Public School Teachers Named Yale National Fellows

Lead Development of Teachers Institutes for High-Poverty Schools

The national seminar on "Microbes Rule!" July 2014. (From left to right: National Fellow Vanessa Vitug, San José; seminar leader Paul E. Turner; National Fellows Valerie J. Schwarz, Richmond; and Jolene R. Smith, Diné Nation.)

Sixty-three public school teachers from sixteen school districts in eight states and the District of Columbia have been chosen to participate in national seminars and an Intensive Session as part of the Yale National Initiative to strengthen teaching in public schools®.

Forty-nine of the teachers, named Yale National Fellows, are from school districts that are planning or exploring the establishment of a new Teachers Institute for the Bay Area, CA; Chicago, IL; the Diné Nation, AZ and NM; the District of Columbia; Pittsburgh, PA; Richmond, VA; San José, CA; and Tulsa, OK. Other National Fellows come from existing Teachers Institutes located in New Castle County, DE; New Haven, CT; and Philadelphia, PA. Overall, nearly two thirds of the National Fellows are participating in national seminars for the first time.

* **Given problem 1**:
For each statement about the Yale National Fellows passage, say yes if it agrees with the text or no if it does not, and quote the deciding words. (a) The teachers chosen come from sixteen school districts. (b) All forty-nine National Fellows come from districts that already have a Teachers Institute. (c) Most National Fellows have taken part in national seminars before.
* **Given problem 2**:
Set down, word for word, everything in the Yale National Fellows passage from "Lead Development of" down to "in public schools®.".

* **Data section**:
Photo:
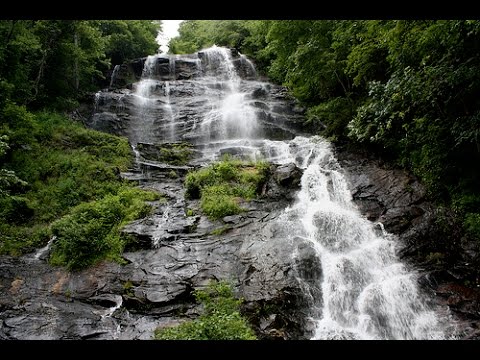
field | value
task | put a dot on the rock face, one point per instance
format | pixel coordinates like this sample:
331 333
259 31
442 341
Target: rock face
177 254
176 249
430 238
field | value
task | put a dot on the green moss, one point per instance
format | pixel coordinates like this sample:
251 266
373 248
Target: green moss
91 231
72 189
172 153
223 185
221 319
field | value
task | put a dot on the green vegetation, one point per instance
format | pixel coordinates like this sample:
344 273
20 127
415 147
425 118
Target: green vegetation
63 180
221 230
55 63
221 319
56 177
91 231
404 89
172 153
221 185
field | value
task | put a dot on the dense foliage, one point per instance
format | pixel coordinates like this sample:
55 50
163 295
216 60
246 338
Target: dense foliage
61 179
406 89
221 185
56 177
53 63
221 319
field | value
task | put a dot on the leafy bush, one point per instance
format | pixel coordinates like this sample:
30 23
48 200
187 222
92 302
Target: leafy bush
221 185
66 172
221 319
91 231
472 225
217 201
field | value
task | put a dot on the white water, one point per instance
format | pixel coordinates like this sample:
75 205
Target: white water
232 117
366 292
42 251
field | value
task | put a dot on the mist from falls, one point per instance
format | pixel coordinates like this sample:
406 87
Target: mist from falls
215 100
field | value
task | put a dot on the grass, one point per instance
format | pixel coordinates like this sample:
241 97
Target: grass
221 319
71 189
223 185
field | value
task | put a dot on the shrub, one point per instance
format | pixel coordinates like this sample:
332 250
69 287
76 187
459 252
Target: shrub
49 166
91 232
221 185
221 319
472 225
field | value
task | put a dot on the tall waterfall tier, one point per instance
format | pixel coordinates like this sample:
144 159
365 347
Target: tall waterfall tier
304 259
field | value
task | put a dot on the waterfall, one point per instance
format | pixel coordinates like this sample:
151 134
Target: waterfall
214 100
367 293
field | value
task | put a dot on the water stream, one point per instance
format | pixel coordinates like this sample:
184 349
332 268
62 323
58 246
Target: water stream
366 291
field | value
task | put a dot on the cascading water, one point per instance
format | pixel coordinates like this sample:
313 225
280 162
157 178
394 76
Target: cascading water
364 291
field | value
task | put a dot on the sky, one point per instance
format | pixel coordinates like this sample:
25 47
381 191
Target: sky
170 29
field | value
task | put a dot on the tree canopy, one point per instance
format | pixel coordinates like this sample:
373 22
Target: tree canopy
405 89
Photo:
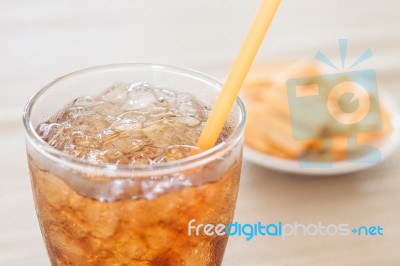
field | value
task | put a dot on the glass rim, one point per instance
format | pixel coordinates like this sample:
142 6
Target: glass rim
128 169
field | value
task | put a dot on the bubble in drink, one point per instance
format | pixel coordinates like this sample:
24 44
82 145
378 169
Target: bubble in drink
127 122
94 219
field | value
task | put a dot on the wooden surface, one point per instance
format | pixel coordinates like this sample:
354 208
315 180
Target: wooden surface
41 40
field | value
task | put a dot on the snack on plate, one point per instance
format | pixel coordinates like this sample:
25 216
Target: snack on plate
269 128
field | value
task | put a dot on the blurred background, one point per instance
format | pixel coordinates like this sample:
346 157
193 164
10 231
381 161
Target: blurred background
41 40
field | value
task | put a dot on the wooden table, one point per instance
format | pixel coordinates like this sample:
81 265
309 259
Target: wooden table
41 40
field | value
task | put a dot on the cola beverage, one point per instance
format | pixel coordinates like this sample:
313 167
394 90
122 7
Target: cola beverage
114 177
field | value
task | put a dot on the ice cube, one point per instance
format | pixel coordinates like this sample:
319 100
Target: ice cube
139 96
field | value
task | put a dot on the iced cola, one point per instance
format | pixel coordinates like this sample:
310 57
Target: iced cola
114 182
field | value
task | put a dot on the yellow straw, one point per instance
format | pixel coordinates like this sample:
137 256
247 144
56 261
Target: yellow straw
237 74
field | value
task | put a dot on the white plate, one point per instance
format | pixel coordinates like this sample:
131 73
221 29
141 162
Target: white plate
386 147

* **Task response 1**:
(a) Yes: "Sixty-three public school teachers from sixteen school districts"
(b) No: "Forty-nine of the teachers, named Yale National Fellows, are from school districts that are planning or exploring the establishment of a new Teachers Institute"
(c) No: "nearly two thirds of the National Fellows are participating in national seminars for the first time"

* **Task response 2**:
Lead Development of Teachers Institutes for High-Poverty Schools

The national seminar on "Microbes Rule!" July 2014. (From left to right: National Fellow Vanessa Vitug, San José; seminar leader Paul E. Turner; National Fellows Valerie J. Schwarz, Richmond; and Jolene R. Smith, Diné Nation.)

Sixty-three public school teachers from sixteen school districts in eight states and the District of Columbia have been chosen to participate in national seminars and an Intensive Session as part of the Yale National Initiative to strengthen teaching in public schools®.